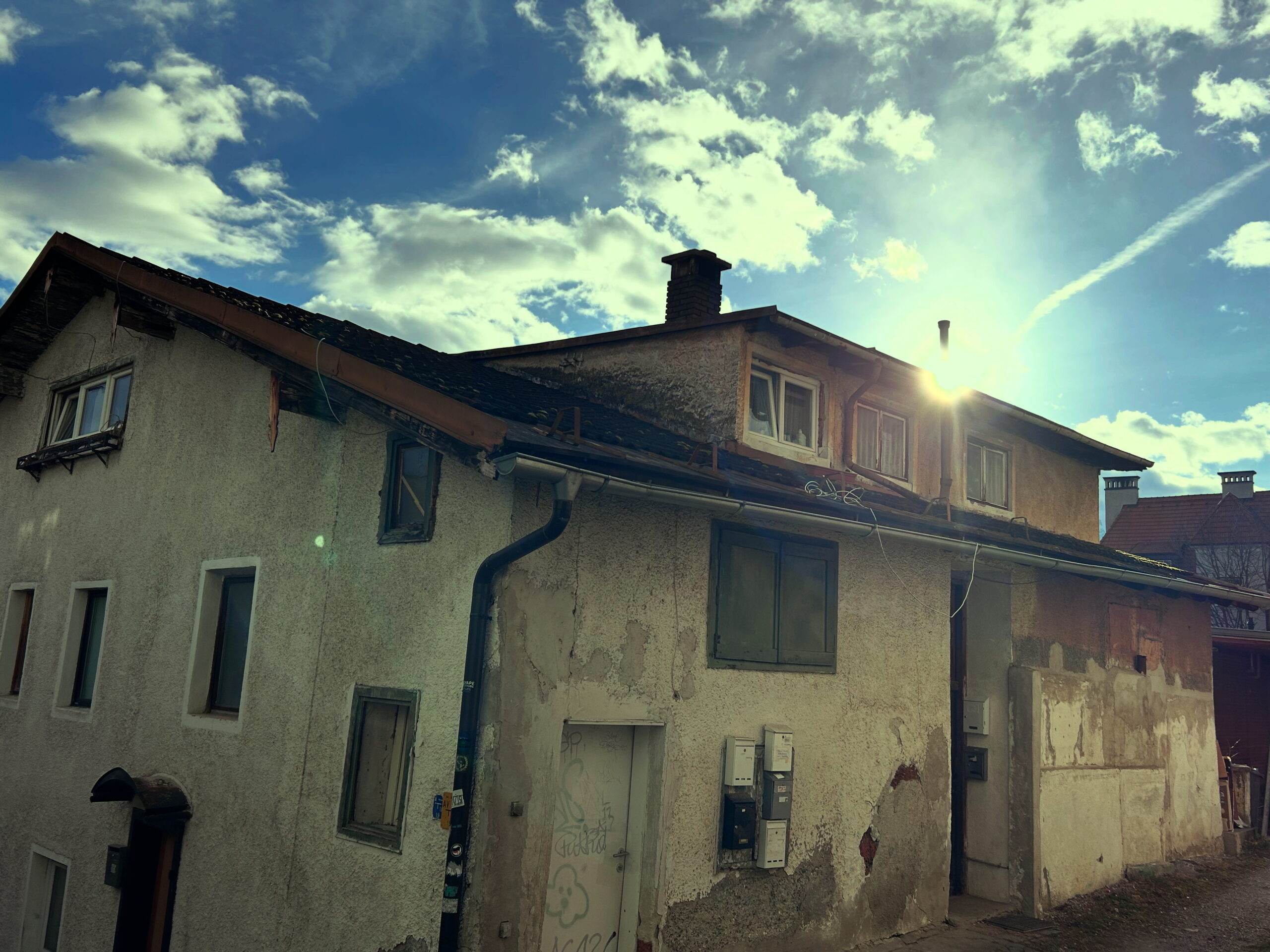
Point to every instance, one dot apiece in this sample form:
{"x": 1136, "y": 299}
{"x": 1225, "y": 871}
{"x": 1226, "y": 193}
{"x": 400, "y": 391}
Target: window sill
{"x": 771, "y": 667}
{"x": 99, "y": 445}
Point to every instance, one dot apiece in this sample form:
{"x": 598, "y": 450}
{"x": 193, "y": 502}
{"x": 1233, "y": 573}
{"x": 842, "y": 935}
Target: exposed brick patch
{"x": 908, "y": 772}
{"x": 869, "y": 849}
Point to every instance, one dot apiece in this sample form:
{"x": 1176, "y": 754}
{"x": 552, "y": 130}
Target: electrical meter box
{"x": 738, "y": 822}
{"x": 778, "y": 795}
{"x": 772, "y": 837}
{"x": 778, "y": 748}
{"x": 738, "y": 762}
{"x": 974, "y": 716}
{"x": 116, "y": 858}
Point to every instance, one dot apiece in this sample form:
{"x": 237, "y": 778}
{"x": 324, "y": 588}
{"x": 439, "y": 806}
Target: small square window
{"x": 987, "y": 474}
{"x": 409, "y": 497}
{"x": 96, "y": 405}
{"x": 882, "y": 442}
{"x": 784, "y": 407}
{"x": 775, "y": 599}
{"x": 13, "y": 648}
{"x": 46, "y": 901}
{"x": 378, "y": 765}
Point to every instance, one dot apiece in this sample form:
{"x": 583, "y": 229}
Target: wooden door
{"x": 588, "y": 842}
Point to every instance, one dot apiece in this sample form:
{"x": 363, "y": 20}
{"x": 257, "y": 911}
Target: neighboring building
{"x": 251, "y": 610}
{"x": 1225, "y": 536}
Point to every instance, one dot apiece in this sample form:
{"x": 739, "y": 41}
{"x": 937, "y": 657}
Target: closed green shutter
{"x": 808, "y": 604}
{"x": 746, "y": 611}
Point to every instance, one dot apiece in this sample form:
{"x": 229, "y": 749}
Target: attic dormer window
{"x": 783, "y": 407}
{"x": 91, "y": 407}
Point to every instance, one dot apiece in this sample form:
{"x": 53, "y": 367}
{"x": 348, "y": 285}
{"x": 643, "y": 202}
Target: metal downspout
{"x": 469, "y": 715}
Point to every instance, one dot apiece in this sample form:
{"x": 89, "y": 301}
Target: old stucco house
{"x": 718, "y": 634}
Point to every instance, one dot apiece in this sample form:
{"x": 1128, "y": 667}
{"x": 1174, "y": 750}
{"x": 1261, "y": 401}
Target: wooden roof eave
{"x": 456, "y": 419}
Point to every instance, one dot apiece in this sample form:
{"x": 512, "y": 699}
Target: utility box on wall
{"x": 738, "y": 822}
{"x": 738, "y": 762}
{"x": 778, "y": 795}
{"x": 772, "y": 839}
{"x": 974, "y": 716}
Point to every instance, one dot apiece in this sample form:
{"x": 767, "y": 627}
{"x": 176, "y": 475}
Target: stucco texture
{"x": 610, "y": 624}
{"x": 262, "y": 865}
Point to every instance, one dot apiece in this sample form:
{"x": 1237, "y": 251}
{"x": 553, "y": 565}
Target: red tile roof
{"x": 1165, "y": 525}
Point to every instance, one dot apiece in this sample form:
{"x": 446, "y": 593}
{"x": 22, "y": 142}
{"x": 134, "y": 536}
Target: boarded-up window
{"x": 409, "y": 492}
{"x": 775, "y": 599}
{"x": 377, "y": 771}
{"x": 1133, "y": 638}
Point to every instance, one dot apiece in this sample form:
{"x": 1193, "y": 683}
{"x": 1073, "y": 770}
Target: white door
{"x": 588, "y": 842}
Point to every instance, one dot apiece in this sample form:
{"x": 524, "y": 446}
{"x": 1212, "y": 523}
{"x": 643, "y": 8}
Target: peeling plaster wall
{"x": 1124, "y": 758}
{"x": 262, "y": 865}
{"x": 610, "y": 622}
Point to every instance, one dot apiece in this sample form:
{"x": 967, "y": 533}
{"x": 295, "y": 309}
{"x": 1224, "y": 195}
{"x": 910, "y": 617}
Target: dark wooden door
{"x": 956, "y": 694}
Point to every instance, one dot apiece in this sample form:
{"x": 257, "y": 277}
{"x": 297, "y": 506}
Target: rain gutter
{"x": 532, "y": 468}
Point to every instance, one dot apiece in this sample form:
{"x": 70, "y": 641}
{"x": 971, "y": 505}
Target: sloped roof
{"x": 1166, "y": 525}
{"x": 413, "y": 388}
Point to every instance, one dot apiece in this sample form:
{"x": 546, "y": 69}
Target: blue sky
{"x": 1076, "y": 184}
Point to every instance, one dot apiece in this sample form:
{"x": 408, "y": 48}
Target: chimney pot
{"x": 694, "y": 291}
{"x": 1237, "y": 483}
{"x": 1118, "y": 492}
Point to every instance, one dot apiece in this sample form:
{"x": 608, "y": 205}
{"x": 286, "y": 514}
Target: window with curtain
{"x": 784, "y": 408}
{"x": 882, "y": 442}
{"x": 987, "y": 474}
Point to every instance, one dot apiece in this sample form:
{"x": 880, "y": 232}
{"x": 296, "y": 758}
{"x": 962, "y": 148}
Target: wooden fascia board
{"x": 448, "y": 416}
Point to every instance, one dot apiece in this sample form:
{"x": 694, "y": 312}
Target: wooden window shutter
{"x": 808, "y": 604}
{"x": 746, "y": 613}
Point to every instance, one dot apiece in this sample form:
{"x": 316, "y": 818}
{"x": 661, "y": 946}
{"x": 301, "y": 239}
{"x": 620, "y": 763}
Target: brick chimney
{"x": 1118, "y": 492}
{"x": 694, "y": 290}
{"x": 1237, "y": 484}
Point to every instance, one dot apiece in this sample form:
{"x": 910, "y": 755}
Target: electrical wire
{"x": 901, "y": 578}
{"x": 329, "y": 405}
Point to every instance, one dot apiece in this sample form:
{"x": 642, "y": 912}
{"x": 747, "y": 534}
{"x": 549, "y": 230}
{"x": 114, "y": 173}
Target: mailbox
{"x": 738, "y": 822}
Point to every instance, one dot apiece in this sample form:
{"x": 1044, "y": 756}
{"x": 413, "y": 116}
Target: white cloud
{"x": 829, "y": 140}
{"x": 515, "y": 162}
{"x": 906, "y": 136}
{"x": 1103, "y": 148}
{"x": 1237, "y": 101}
{"x": 140, "y": 180}
{"x": 268, "y": 96}
{"x": 899, "y": 261}
{"x": 529, "y": 12}
{"x": 1191, "y": 452}
{"x": 262, "y": 178}
{"x": 465, "y": 278}
{"x": 1248, "y": 248}
{"x": 1146, "y": 96}
{"x": 614, "y": 50}
{"x": 1032, "y": 40}
{"x": 751, "y": 92}
{"x": 13, "y": 30}
{"x": 737, "y": 10}
{"x": 718, "y": 177}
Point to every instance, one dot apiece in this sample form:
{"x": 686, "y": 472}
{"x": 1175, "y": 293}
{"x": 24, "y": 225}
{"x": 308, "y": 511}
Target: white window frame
{"x": 40, "y": 884}
{"x": 79, "y": 390}
{"x": 9, "y": 638}
{"x": 883, "y": 412}
{"x": 986, "y": 446}
{"x": 202, "y": 647}
{"x": 779, "y": 379}
{"x": 65, "y": 683}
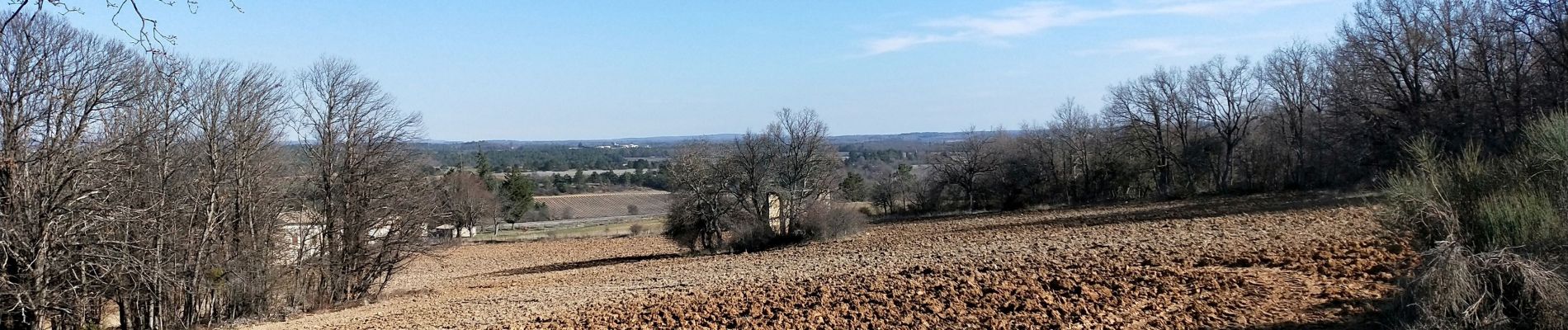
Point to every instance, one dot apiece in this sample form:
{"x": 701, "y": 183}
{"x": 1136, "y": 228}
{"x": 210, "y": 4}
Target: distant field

------------------------------------

Assignment - Print out the records in full and exactly, dropping every picture.

Task result -
Point to every instance, one dot apiece in this sample form:
{"x": 1136, "y": 299}
{"x": 1225, "y": 871}
{"x": 1226, "y": 193}
{"x": 400, "y": 391}
Target: window sill
{"x": 771, "y": 667}
{"x": 99, "y": 445}
Point to every instance, one dot apiece in this sample form:
{"x": 598, "y": 450}
{"x": 193, "y": 502}
{"x": 1233, "y": 573}
{"x": 842, "y": 935}
Target: exposed brick patch
{"x": 908, "y": 772}
{"x": 869, "y": 849}
Point to every instance, one dot apiece in this sample form:
{"x": 1176, "y": 754}
{"x": 552, "y": 130}
Target: electrical meter box
{"x": 738, "y": 822}
{"x": 778, "y": 795}
{"x": 772, "y": 837}
{"x": 778, "y": 748}
{"x": 738, "y": 762}
{"x": 974, "y": 716}
{"x": 116, "y": 858}
Point to every instance, one dot apiece in this sample form:
{"x": 237, "y": 778}
{"x": 324, "y": 588}
{"x": 439, "y": 806}
Target: small square window
{"x": 987, "y": 474}
{"x": 409, "y": 497}
{"x": 96, "y": 405}
{"x": 882, "y": 442}
{"x": 784, "y": 407}
{"x": 775, "y": 599}
{"x": 13, "y": 648}
{"x": 46, "y": 901}
{"x": 378, "y": 765}
Point to every instance, one dot apiece in this sample form:
{"x": 583, "y": 229}
Target: wooden door
{"x": 588, "y": 842}
Point to every instance, one dot apiece in this sample form:
{"x": 363, "y": 20}
{"x": 257, "y": 911}
Target: neighboring building
{"x": 251, "y": 610}
{"x": 1225, "y": 536}
Point to every instance, one dot apiece in this sample form:
{"x": 739, "y": 41}
{"x": 937, "y": 657}
Target: closed green shutter
{"x": 808, "y": 604}
{"x": 746, "y": 611}
Point to every instance, one dot apiece in this sample form:
{"x": 229, "y": 749}
Target: attic dormer window
{"x": 783, "y": 407}
{"x": 91, "y": 407}
Point to every instance, one dot apiece in this sample form:
{"x": 53, "y": 367}
{"x": 348, "y": 285}
{"x": 643, "y": 202}
Target: metal downspout
{"x": 469, "y": 715}
Point to every instance, one dot apiece in this sample form:
{"x": 89, "y": 301}
Target: old stucco house
{"x": 718, "y": 634}
Point to every instance, one dot apiece in this sample form:
{"x": 1128, "y": 667}
{"x": 1174, "y": 750}
{"x": 1261, "y": 401}
Target: wooden roof eave
{"x": 456, "y": 419}
Point to every instance, one dot apiece in this sample form:
{"x": 512, "y": 699}
Target: utility box on wall
{"x": 738, "y": 822}
{"x": 738, "y": 762}
{"x": 778, "y": 795}
{"x": 772, "y": 839}
{"x": 974, "y": 716}
Point to every instance, one dot apiece in this sample form:
{"x": 767, "y": 627}
{"x": 176, "y": 475}
Target: stucco texture
{"x": 610, "y": 624}
{"x": 262, "y": 865}
Point to every instance, one dot apiece in this sample form:
{"x": 1237, "y": 251}
{"x": 553, "y": 565}
Target: red tile roof
{"x": 1165, "y": 525}
Point to every instance, one dot apiece in this sample form:
{"x": 446, "y": 593}
{"x": 22, "y": 142}
{"x": 134, "y": 536}
Target: boarded-up window
{"x": 409, "y": 492}
{"x": 775, "y": 599}
{"x": 377, "y": 771}
{"x": 1133, "y": 638}
Point to every instance, one dot apiece in this sample form:
{"x": 1193, "y": 683}
{"x": 1073, "y": 770}
Target: white door
{"x": 588, "y": 842}
Point to every instance, one dot apiece in this sample form:
{"x": 524, "y": 446}
{"x": 1212, "y": 523}
{"x": 643, "y": 8}
Target: peeling plaster wall
{"x": 1124, "y": 758}
{"x": 262, "y": 865}
{"x": 610, "y": 622}
Point to every instance, one dot apiece in this sample form:
{"x": 967, "y": 533}
{"x": 295, "y": 309}
{"x": 1224, "y": 195}
{"x": 910, "y": 617}
Target: dark wooden door
{"x": 956, "y": 694}
Point to every instance, one dot apiece in this sample form:
{"x": 257, "y": 277}
{"x": 297, "y": 506}
Target: rain gutter
{"x": 532, "y": 468}
Point to every instance, one dot apiece in this sample form:
{"x": 70, "y": 641}
{"x": 971, "y": 505}
Target: sloped roof
{"x": 1166, "y": 525}
{"x": 413, "y": 388}
Point to every instance, one dot apiece in this sample form:
{"x": 546, "y": 69}
Target: blue sky
{"x": 1076, "y": 184}
Point to every instance, one dot apiece in this sample form:
{"x": 408, "y": 48}
Target: chimney pot
{"x": 694, "y": 291}
{"x": 1237, "y": 483}
{"x": 1118, "y": 492}
Point to every instance, one dot apiece in this sample form:
{"x": 608, "y": 205}
{"x": 286, "y": 514}
Target: window with curtain
{"x": 784, "y": 408}
{"x": 882, "y": 442}
{"x": 987, "y": 474}
Point to every instance, one dot apiece in this sample form:
{"x": 880, "y": 232}
{"x": 296, "y": 758}
{"x": 962, "y": 148}
Target: wooden fascia board
{"x": 448, "y": 416}
Point to every instance, one dot apiece in this sample form:
{"x": 694, "y": 312}
Target: wooden window shutter
{"x": 808, "y": 604}
{"x": 746, "y": 613}
Point to every instance, one dot apiece in this sample form:
{"x": 316, "y": 818}
{"x": 661, "y": 946}
{"x": 301, "y": 239}
{"x": 620, "y": 763}
Target: brick chimney
{"x": 1118, "y": 492}
{"x": 694, "y": 290}
{"x": 1237, "y": 484}
Point to every instance, one dot apiece in this sample form:
{"x": 910, "y": 755}
Target: electrical wire
{"x": 901, "y": 578}
{"x": 329, "y": 405}
Point to every instance, one dot apiece in this sample form:
{"x": 642, "y": 912}
{"x": 747, "y": 534}
{"x": 549, "y": 230}
{"x": 114, "y": 173}
Target: mailbox
{"x": 738, "y": 822}
Point to every instance, one dot apiece in this sample form:
{"x": 1044, "y": 756}
{"x": 413, "y": 116}
Target: white cloud
{"x": 829, "y": 140}
{"x": 515, "y": 162}
{"x": 906, "y": 136}
{"x": 1103, "y": 148}
{"x": 1237, "y": 101}
{"x": 140, "y": 180}
{"x": 268, "y": 96}
{"x": 899, "y": 261}
{"x": 529, "y": 12}
{"x": 1191, "y": 452}
{"x": 262, "y": 178}
{"x": 465, "y": 278}
{"x": 1248, "y": 248}
{"x": 1146, "y": 96}
{"x": 614, "y": 50}
{"x": 1032, "y": 40}
{"x": 751, "y": 92}
{"x": 13, "y": 30}
{"x": 737, "y": 10}
{"x": 718, "y": 177}
Point to every instance, one dot apiece in this sample form:
{"x": 686, "y": 472}
{"x": 1175, "y": 293}
{"x": 24, "y": 225}
{"x": 308, "y": 511}
Target: white window frame
{"x": 40, "y": 884}
{"x": 79, "y": 390}
{"x": 9, "y": 638}
{"x": 883, "y": 412}
{"x": 986, "y": 446}
{"x": 202, "y": 647}
{"x": 779, "y": 379}
{"x": 65, "y": 683}
Point to every instance, one dot apiece in this sample form:
{"x": 701, "y": 183}
{"x": 1136, "y": 228}
{"x": 210, "y": 4}
Target: distant field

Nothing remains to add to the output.